Perché? dal momento che a tavolino tutto sembra sia stato chiarito. Ecco il punto: a tavolino.
A tavolino, certo, tutto è stato messo in chiaro, ma, al momento della firma finale, si scopre che basta una parolina, nel caso specifico "rinunciare" alla violenza, per far saltare ogni accordo pensato, discusso (diciamo noi, addirittura urlato) e sul punto di essere sottoscritto.
Allora ci sembra di dover condividere pienamente ciò che, nel "gioco di guerra" californiano, dice Floss: "Non è solo questione di scegliere tra pace e giustizia, quando si trovano in conflitto. Il problema è che quelle che voi liquidate come semplici posizioni, sono in realtà le speranze ed i sogni della gente. E quelle speranze e quei sogni sono un interesse non meno cruciale della forma di governo di un paese. Non credo sia giusto chiedere alle persone di rinunciare alla propria lingua o al proprio modo di vedere il futuro, in nome di quelli che voi chiamate i loro interessi immediati, perché così gli si chiede di rinunciare alla propria identità".

+ + + +

Consegna scritta 1:
Riporta come elenco numerato le righe dell'elenco qui sotto, partendo da quella che contiene "Where can you find the bench backrest?" e finendo con quella che contiene "<point>469,38</point>", entrambe comprese. Tralascia le righe vuote e non aggiungere nient'altro.

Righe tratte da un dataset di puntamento
+ + + +

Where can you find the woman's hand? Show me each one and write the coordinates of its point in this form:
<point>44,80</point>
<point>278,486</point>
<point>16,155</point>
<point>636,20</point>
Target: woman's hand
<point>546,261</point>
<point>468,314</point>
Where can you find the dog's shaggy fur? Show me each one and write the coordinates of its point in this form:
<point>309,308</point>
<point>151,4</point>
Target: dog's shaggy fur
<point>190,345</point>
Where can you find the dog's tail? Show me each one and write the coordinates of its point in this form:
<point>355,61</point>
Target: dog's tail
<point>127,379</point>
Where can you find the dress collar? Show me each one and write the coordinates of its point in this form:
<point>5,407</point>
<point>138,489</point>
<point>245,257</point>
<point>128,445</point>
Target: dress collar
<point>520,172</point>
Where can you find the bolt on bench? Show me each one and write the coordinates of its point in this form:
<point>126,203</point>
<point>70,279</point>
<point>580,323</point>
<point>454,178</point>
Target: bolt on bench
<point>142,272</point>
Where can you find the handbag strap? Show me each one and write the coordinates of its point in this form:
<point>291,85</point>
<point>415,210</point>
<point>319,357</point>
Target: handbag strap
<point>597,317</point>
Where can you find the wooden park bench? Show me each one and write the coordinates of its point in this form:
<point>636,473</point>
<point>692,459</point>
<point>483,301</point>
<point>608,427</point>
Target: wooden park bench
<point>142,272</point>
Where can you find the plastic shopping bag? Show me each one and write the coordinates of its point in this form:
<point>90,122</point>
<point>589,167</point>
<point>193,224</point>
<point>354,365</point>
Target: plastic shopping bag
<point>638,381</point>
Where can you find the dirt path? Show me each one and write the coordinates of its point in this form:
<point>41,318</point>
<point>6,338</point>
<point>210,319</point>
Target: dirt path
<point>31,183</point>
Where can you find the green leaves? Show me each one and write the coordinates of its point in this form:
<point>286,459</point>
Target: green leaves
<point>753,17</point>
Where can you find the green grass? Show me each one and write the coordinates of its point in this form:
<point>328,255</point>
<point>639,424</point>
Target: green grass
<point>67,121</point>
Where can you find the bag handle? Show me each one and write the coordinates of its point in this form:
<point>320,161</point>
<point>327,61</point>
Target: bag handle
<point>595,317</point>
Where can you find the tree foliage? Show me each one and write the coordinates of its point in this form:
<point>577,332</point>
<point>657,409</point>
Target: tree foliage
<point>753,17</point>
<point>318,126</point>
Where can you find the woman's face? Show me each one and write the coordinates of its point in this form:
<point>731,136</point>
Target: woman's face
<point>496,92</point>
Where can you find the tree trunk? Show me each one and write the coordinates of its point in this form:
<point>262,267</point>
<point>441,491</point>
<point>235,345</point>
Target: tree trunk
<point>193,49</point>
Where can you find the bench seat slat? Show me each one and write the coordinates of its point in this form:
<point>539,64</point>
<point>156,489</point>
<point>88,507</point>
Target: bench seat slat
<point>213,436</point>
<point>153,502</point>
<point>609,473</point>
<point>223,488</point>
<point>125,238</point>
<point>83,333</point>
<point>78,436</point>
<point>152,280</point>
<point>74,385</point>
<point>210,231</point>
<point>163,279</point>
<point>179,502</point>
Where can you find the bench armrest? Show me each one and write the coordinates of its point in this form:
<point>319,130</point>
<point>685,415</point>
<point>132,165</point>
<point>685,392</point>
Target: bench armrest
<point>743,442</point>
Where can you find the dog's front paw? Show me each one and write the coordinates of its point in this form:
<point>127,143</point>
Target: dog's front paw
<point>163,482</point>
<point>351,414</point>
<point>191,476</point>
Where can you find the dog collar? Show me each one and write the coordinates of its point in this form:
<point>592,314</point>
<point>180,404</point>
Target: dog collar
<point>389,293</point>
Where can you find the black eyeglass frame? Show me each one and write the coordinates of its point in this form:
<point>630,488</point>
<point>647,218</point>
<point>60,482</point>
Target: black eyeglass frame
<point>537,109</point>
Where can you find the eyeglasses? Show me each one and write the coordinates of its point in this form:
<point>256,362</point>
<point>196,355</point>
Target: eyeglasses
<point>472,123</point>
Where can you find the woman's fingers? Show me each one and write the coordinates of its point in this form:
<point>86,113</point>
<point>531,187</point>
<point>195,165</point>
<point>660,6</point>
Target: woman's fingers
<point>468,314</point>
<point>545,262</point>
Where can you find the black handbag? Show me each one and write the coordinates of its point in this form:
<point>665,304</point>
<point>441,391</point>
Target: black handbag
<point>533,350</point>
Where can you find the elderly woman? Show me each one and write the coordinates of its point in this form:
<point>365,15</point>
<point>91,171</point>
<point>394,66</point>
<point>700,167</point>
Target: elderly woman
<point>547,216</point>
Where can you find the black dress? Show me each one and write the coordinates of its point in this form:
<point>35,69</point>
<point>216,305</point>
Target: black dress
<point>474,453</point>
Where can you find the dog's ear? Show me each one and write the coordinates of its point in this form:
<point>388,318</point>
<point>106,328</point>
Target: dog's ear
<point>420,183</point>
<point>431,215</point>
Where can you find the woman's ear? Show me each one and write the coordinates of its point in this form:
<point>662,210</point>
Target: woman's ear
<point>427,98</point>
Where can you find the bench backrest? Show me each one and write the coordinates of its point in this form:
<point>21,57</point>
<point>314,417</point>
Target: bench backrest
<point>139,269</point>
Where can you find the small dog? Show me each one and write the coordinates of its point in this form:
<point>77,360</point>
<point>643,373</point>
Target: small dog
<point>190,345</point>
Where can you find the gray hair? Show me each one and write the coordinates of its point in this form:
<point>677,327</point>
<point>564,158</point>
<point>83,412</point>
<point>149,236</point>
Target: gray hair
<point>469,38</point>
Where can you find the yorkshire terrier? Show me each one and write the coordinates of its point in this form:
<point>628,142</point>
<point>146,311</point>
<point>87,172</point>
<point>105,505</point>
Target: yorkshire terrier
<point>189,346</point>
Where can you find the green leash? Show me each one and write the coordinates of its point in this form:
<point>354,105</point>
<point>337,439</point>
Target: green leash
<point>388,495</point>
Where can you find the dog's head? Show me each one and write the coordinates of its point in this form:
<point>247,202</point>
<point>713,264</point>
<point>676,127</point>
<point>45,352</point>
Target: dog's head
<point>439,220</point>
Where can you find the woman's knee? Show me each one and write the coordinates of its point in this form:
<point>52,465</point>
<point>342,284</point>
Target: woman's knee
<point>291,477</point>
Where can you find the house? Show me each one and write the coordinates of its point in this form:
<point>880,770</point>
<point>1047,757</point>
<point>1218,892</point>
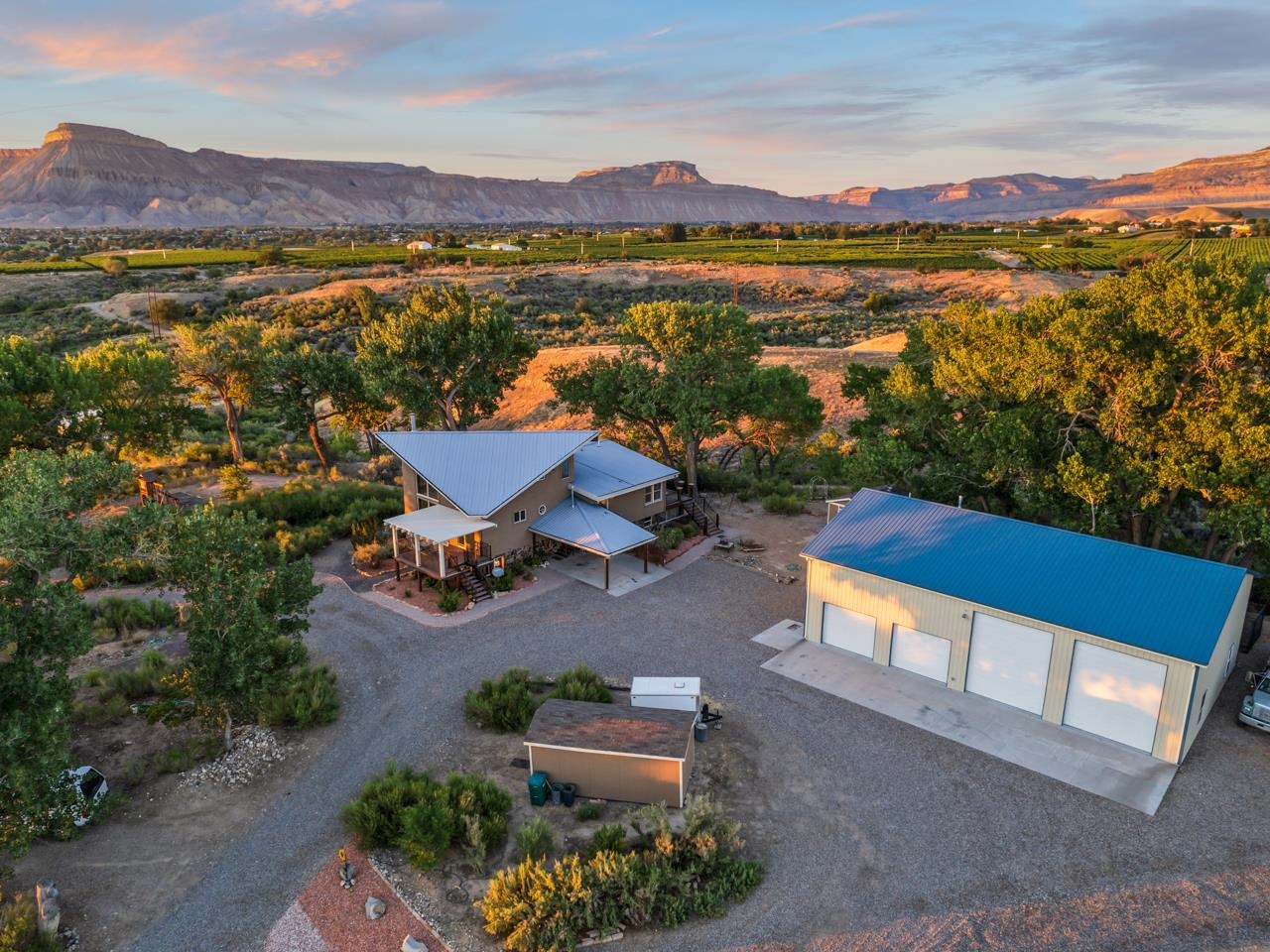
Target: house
<point>1123,642</point>
<point>475,500</point>
<point>634,754</point>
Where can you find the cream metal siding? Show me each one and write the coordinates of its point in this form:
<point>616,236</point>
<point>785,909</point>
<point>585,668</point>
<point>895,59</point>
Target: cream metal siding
<point>1213,675</point>
<point>896,603</point>
<point>625,777</point>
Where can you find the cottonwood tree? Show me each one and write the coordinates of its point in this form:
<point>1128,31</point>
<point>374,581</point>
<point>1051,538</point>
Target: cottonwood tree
<point>239,607</point>
<point>1128,408</point>
<point>223,362</point>
<point>45,625</point>
<point>445,356</point>
<point>136,395</point>
<point>683,375</point>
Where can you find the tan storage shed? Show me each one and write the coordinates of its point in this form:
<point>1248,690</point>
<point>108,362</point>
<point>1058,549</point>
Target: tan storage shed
<point>636,754</point>
<point>1121,642</point>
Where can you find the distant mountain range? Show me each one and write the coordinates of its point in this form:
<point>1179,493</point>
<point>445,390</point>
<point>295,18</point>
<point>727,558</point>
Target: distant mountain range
<point>91,176</point>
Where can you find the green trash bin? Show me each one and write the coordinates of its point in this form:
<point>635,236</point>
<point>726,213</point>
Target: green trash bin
<point>539,787</point>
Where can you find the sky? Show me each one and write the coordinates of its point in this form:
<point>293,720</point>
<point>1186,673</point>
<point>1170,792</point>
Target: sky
<point>801,96</point>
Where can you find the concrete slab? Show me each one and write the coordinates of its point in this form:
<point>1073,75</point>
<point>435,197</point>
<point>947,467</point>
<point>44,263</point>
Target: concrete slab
<point>625,571</point>
<point>783,636</point>
<point>1096,766</point>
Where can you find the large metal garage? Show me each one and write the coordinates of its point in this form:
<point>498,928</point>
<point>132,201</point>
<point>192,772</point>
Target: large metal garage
<point>1127,643</point>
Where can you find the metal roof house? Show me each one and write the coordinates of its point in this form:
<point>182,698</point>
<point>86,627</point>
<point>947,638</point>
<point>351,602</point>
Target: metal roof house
<point>1127,643</point>
<point>476,499</point>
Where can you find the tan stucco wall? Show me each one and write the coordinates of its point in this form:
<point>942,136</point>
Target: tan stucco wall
<point>630,506</point>
<point>1213,675</point>
<point>636,779</point>
<point>894,603</point>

+ + + +

Consegna scritta 2:
Stampa senza alcuna modifica il passo del testo sugli accordi di pace che inizia con "A tavolino, certo, tutto" e termina con "di essere sottoscritto.".

Risultato esercizio 1:
1. Where can you find the bench backrest? Show me each one and write the coordinates of its point in this form:
2. <point>21,57</point>
3. <point>314,417</point>
4. Target: bench backrest
5. <point>139,269</point>
6. Where can you find the small dog? Show me each one and write the coordinates of its point in this form:
7. <point>77,360</point>
8. <point>643,373</point>
9. Target: small dog
10. <point>190,345</point>
11. Where can you find the gray hair? Show me each one and write the coordinates of its point in this form:
12. <point>677,327</point>
13. <point>564,158</point>
14. <point>83,412</point>
15. <point>149,236</point>
16. Target: gray hair
17. <point>469,38</point>

Risultato esercizio 2:
A tavolino, certo, tutto è stato messo in chiaro, ma, al momento della firma finale, si scopre che basta una parolina, nel caso specifico "rinunciare" alla violenza, per far saltare ogni accordo pensato, discusso (diciamo noi, addirittura urlato) e sul punto di essere sottoscritto.